### [Text excerpt]
══════════════════════════════

ADR 0010: Effective Runtime And Host Authorization¶
- Status: Accepted
- Date: 2026-06-29
Context¶
The CLI, direct MCP server, Codex plugin, Claude Code plugin, and lifecycle hooks all need the same answer to four questions: which project is active, which SQLite store is selected, which default scope applies, and which scopes the process may access.
Resolving those answers independently creates dangerous drift. In particular, a hook opened below the repository root can miss project config, and a repository-controlled config must not be able to grant itself access to other scopes in a shared user store.
Decision¶
Core owns one effective runtime resolver. Interfaces provide their context and consume its result instead of reconstructing configuration.

══════════════════════════════

Collected data:

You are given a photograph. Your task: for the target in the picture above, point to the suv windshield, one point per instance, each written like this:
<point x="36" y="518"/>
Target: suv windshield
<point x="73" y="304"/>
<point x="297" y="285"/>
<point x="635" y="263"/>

══════════════════════════════

### [Actions to take]
1) Summarize the ADR in two sentences.
2) Output the ADR's text between "Resolving those answers" and "of reconstructing configuration.", inclusive, copied verbatim.

### [Answers to this exercise]
1) The CLI, direct MCP server, Codex and Claude Code plugins, and lifecycle hooks must agree on the active project, the selected SQLite store, the default scope, and the scopes a process may access, because resolving these independently creates dangerous drift. The accepted decision is that core owns a single effective runtime resolver, and interfaces supply their context and consume its result rather than reconstructing configuration.

2)
Resolving those answers independently creates dangerous drift. In particular, a hook opened below the repository root can miss project config, and a repository-controlled config must not be able to grant itself access to other scopes in a shared user store.
Decision¶
Core owns one effective runtime resolver. Interfaces provide their context and consume its result instead of reconstructing configuration.